EXERCISE INSTRUCTIONS
1. According to the Doodle Champion Island Games article, on what date did Google remove the Doodle?
2. Reproduce the passage of the Doodle Champion Island Games article between "The game features" and "soundtrack is Qumu.", inclusive.

EXTRACT
------------------------
- Cover art of the Doodle
- Developers: Google Studio 4°C
- Publisher: Google
- Composer: Qumu
- Platform: Web browser
- Release: 23 July 2021
- Genres: Sports, action role-playing
- Mode: Single-player

= Doodle Champion Island Games =

2021 browser game

Doodle Champion Island Games, sometimes also referred to as simply Champion Island, is a 2021 role-playing browser game developed by Google in partnership with Studio 4°C. The game acted as an interactive Google Doodle in celebration of the 2020 Summer Olympics and 2020 Summer Paralympics as well as Japanese folklore and culture. The story follows Lucky the Cat as she competes in sport events across Champion Matches to become the champion of the island, whilst completing multiple side quests by helping people who are in need. The Doodle was removed on 6 September 2021 by Google but can still be played in Google Doodle archives.

The game features seven different mini-games themed around sports that appeared at the Olympics, including table tennis, skateboarding, archery, rugby, artistic swimming, sport climbing, and marathon. The creator of the soundtrack is Qumu.
------------------------
SOURCE EXCERPT

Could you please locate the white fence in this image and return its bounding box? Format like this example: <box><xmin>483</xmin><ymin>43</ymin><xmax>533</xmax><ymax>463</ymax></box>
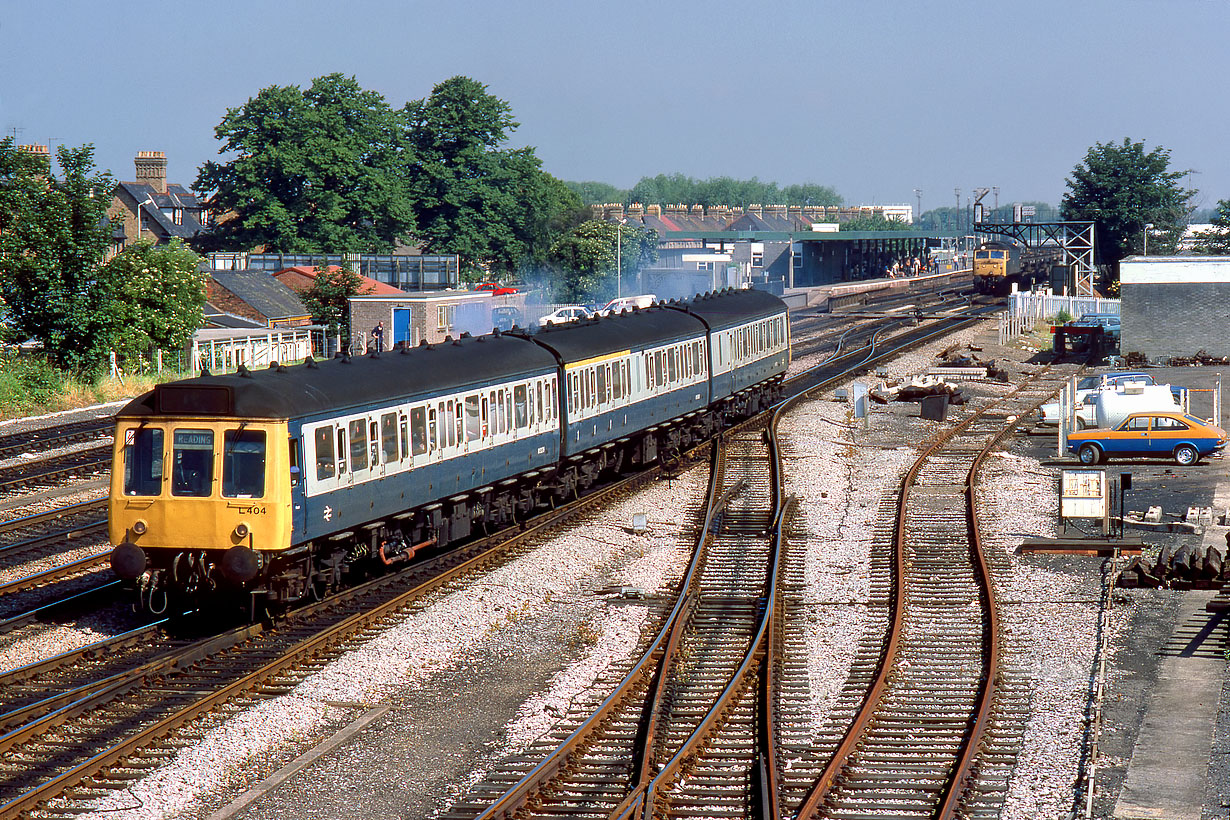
<box><xmin>999</xmin><ymin>291</ymin><xmax>1119</xmax><ymax>344</ymax></box>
------------------------
RESULTS
1. 6 September 2021

2.
The game features seven different mini-games themed around sports that appeared at the Olympics, including table tennis, skateboarding, archery, rugby, artistic swimming, sport climbing, and marathon. The creator of the soundtrack is Qumu.